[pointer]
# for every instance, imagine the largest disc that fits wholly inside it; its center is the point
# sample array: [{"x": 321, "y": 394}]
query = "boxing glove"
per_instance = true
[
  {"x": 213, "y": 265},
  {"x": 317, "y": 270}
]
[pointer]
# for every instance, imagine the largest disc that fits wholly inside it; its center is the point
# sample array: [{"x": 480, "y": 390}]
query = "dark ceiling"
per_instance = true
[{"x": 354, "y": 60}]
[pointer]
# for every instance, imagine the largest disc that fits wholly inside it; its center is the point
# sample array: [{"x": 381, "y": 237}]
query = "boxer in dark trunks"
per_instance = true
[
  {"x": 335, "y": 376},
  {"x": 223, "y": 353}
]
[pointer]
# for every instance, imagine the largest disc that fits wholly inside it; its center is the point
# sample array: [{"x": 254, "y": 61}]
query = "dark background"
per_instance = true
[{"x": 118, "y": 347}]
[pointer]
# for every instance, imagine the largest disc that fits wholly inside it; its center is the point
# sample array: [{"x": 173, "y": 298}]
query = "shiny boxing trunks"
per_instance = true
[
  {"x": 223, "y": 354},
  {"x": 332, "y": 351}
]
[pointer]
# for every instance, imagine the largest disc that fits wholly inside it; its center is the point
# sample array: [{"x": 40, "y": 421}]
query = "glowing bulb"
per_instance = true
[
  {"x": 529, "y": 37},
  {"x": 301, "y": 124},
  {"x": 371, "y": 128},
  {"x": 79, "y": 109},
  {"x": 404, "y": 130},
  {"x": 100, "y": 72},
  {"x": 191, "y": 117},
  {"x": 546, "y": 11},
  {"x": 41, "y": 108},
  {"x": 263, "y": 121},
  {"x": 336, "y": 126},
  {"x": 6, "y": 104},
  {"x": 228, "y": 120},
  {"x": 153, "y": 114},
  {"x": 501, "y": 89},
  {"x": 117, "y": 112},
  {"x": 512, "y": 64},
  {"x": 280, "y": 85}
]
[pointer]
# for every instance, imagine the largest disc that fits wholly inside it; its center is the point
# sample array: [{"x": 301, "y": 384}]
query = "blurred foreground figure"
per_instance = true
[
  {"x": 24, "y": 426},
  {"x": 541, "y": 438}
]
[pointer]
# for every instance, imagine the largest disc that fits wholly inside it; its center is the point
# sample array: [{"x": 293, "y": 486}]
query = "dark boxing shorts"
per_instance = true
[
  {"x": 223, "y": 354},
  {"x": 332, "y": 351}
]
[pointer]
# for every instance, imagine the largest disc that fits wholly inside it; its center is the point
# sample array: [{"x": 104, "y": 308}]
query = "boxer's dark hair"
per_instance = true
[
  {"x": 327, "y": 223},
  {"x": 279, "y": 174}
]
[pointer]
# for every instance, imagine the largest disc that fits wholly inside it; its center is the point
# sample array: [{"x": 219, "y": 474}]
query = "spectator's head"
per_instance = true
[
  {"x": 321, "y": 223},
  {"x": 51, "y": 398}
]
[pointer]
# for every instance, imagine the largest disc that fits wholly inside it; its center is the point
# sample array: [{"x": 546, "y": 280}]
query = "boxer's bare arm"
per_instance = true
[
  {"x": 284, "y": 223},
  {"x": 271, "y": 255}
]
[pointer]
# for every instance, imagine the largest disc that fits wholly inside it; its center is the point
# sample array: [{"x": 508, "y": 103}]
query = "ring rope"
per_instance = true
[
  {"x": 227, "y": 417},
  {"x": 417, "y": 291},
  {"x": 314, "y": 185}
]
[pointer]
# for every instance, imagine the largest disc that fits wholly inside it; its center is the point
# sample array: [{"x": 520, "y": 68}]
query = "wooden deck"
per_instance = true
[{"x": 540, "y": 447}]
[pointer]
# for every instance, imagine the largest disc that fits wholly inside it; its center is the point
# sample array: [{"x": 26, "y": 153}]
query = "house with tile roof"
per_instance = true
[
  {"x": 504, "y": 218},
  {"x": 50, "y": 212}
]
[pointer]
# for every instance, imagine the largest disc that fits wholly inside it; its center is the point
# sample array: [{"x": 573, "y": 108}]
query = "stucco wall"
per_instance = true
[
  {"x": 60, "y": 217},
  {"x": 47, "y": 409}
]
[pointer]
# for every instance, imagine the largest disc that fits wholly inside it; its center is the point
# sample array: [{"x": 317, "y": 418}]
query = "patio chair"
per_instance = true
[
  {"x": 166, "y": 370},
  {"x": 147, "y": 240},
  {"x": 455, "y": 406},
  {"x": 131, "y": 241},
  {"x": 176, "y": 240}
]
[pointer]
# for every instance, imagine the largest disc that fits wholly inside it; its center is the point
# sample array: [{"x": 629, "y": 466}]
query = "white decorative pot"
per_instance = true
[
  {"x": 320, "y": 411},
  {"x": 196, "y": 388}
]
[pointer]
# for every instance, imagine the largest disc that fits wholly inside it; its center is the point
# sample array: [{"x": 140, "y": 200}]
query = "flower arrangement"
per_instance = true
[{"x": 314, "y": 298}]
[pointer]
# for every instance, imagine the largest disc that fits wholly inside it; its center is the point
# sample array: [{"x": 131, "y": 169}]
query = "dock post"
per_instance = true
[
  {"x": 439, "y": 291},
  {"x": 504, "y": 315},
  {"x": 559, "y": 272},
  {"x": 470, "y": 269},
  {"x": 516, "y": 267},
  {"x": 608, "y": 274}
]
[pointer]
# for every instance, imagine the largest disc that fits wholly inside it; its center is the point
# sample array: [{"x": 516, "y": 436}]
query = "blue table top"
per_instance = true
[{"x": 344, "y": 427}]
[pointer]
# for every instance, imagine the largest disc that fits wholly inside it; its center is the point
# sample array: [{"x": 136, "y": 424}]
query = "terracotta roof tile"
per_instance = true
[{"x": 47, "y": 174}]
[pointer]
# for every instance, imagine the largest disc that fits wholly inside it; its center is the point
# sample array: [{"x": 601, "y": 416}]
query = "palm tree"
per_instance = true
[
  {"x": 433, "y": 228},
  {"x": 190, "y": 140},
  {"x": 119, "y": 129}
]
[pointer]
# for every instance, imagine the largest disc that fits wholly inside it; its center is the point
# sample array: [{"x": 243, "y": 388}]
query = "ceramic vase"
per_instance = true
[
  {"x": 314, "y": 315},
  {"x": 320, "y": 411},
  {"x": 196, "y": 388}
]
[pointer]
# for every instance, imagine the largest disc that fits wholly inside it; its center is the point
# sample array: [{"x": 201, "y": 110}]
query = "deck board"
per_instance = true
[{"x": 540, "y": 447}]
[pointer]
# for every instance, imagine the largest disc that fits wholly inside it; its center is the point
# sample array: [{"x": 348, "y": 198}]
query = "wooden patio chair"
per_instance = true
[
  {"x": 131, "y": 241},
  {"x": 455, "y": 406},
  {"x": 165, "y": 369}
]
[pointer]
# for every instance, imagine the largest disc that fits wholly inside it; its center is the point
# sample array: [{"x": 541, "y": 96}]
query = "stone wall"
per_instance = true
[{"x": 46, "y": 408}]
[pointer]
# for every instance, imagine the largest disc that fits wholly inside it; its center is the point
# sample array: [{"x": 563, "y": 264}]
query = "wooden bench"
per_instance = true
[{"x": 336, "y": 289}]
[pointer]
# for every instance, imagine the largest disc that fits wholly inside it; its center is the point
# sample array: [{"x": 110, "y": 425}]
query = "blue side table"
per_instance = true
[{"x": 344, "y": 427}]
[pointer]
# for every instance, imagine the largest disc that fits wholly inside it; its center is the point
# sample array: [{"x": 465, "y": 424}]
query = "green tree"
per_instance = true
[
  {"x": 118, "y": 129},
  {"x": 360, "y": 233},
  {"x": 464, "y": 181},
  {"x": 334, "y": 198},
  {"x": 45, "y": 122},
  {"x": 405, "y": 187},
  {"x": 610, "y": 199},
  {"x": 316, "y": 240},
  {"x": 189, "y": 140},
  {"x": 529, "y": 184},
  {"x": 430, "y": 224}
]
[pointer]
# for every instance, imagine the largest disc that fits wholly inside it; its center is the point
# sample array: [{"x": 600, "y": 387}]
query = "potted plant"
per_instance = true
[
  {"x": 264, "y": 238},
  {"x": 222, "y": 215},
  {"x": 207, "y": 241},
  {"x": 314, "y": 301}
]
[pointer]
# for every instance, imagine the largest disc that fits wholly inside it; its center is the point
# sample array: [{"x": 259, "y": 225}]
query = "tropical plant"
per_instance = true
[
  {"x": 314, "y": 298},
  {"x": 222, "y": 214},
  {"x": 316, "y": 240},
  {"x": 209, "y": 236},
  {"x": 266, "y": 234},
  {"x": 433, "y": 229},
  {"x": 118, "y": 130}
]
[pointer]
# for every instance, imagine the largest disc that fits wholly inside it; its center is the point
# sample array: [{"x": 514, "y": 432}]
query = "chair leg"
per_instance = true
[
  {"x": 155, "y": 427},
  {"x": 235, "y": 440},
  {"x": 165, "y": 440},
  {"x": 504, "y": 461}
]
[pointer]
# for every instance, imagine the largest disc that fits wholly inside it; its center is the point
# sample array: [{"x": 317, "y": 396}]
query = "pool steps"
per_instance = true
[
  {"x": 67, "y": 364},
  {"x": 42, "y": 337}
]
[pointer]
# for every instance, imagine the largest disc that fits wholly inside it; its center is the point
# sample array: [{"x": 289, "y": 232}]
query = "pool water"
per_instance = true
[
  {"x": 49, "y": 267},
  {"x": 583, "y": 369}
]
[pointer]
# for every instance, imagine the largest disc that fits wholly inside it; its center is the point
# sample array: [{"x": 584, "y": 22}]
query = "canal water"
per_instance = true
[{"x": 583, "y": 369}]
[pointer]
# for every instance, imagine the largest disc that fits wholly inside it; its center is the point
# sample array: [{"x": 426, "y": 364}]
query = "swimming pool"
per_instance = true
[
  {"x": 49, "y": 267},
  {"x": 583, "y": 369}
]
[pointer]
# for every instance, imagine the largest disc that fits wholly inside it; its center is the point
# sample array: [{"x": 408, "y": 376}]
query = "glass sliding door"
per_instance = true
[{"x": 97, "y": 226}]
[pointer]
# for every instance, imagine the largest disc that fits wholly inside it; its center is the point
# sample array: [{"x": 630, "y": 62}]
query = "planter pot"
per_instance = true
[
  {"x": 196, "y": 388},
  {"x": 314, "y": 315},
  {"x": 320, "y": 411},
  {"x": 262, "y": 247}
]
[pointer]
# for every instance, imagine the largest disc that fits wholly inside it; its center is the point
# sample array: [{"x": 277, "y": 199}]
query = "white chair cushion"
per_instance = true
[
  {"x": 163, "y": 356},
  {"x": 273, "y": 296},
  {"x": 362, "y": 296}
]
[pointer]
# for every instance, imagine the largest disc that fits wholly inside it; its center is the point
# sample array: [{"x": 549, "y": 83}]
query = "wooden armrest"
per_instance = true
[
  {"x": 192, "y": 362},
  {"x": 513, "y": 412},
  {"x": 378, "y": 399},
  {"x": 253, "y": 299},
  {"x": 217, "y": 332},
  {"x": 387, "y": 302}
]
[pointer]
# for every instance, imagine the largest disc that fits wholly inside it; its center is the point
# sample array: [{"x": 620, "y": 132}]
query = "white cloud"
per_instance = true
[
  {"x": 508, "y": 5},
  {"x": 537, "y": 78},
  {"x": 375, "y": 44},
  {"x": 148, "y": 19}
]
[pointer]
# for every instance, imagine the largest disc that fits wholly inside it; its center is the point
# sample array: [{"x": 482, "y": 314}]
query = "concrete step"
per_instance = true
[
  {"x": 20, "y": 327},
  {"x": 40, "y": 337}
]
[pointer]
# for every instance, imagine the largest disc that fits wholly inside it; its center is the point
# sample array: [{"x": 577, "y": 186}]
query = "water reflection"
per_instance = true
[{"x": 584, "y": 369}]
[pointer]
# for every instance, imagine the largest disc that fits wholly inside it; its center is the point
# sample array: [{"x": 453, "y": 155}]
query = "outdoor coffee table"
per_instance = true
=-=-=-=-=
What is needed: Report how many lines of the records contain the string "blue", treating case as significant. Give only the number.

Task solution: 2